» SET PROBLEM:
Locate the line that contains "Objective: one point per instance of the short". Copy it and every following line through the end of the records, exactly, and include nothing else.

[Lines of data]

┄┄┄┄┄┄┄┄┄┄┄┄┄┄┄┄┄┄┄┄

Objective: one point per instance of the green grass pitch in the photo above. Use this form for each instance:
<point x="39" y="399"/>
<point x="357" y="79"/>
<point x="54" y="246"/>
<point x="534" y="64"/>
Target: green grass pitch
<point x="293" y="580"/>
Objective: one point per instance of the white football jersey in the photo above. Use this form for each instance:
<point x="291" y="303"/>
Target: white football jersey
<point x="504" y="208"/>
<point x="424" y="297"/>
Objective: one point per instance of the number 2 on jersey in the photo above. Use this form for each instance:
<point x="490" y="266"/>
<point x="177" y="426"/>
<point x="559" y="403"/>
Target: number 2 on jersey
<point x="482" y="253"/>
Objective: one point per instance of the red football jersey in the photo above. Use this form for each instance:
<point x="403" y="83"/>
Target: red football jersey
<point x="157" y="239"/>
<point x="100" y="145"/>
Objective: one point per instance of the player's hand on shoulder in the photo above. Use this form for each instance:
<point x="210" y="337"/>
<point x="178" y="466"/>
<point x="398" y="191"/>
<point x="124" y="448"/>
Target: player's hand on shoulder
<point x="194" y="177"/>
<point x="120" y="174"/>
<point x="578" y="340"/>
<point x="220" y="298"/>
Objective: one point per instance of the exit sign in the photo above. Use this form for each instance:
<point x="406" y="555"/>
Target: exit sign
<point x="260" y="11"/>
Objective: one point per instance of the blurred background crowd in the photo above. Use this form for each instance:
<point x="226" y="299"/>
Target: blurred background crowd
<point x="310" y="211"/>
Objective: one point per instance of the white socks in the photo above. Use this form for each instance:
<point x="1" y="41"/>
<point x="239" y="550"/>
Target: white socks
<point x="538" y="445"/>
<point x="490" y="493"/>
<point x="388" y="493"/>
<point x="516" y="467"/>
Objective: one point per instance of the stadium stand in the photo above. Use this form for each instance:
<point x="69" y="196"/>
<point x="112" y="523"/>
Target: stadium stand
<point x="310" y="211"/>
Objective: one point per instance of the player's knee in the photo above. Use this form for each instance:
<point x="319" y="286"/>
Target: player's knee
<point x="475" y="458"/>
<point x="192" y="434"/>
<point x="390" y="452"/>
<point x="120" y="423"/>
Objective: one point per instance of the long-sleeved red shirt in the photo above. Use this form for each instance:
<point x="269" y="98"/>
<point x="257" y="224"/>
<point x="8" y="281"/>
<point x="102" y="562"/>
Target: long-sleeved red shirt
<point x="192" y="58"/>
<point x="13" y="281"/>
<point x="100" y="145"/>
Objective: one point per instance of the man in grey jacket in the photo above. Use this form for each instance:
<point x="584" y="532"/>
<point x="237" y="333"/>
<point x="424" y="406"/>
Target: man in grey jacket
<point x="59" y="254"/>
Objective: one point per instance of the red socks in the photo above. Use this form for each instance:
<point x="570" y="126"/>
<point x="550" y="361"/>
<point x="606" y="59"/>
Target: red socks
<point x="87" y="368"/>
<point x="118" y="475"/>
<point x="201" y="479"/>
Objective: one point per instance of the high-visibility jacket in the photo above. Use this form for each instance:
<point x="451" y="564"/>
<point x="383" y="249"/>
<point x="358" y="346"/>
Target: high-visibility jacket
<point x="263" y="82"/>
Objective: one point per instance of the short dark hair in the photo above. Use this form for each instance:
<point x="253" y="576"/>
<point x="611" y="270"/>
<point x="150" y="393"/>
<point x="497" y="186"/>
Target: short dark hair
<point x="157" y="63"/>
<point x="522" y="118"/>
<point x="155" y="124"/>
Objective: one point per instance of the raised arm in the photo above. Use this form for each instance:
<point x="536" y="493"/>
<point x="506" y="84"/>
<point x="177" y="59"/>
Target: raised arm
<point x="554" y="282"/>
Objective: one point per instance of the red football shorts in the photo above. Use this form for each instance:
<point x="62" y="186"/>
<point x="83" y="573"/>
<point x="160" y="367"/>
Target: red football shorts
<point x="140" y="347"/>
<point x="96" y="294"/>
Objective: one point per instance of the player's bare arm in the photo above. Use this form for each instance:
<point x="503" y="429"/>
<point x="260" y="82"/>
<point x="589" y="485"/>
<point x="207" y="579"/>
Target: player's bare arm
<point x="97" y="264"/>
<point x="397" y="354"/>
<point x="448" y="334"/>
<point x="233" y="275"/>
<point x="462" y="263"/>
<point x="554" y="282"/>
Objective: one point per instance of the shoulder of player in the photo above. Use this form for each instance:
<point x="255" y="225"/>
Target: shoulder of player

┄┄┄┄┄┄┄┄┄┄┄┄┄┄┄┄┄┄┄┄

» FINISHED EXERCISE:
Objective: one point per instance of the short dark hair in the photo above. Use this form for each instance:
<point x="253" y="576"/>
<point x="611" y="270"/>
<point x="150" y="393"/>
<point x="497" y="186"/>
Target: short dark hair
<point x="157" y="63"/>
<point x="522" y="118"/>
<point x="155" y="124"/>
Objective: one point per instance of the raised arm in the photo above. Use this form for each instance:
<point x="536" y="493"/>
<point x="506" y="84"/>
<point x="177" y="59"/>
Target: raised arm
<point x="554" y="282"/>
Objective: one point per instance of the red football shorts in the photo above. Use this form for each instance:
<point x="62" y="186"/>
<point x="83" y="573"/>
<point x="160" y="367"/>
Target: red football shorts
<point x="140" y="347"/>
<point x="96" y="294"/>
Objective: one point per instance of the player's bare arm in the photo above. Use this form for each instance:
<point x="503" y="429"/>
<point x="260" y="82"/>
<point x="589" y="485"/>
<point x="207" y="579"/>
Target: player's bare arm
<point x="97" y="264"/>
<point x="397" y="354"/>
<point x="448" y="334"/>
<point x="233" y="275"/>
<point x="462" y="263"/>
<point x="554" y="282"/>
Objective: one point per instance of the shoulder of player in the photo above. Use this form for each instance:
<point x="255" y="225"/>
Target: shoulder of player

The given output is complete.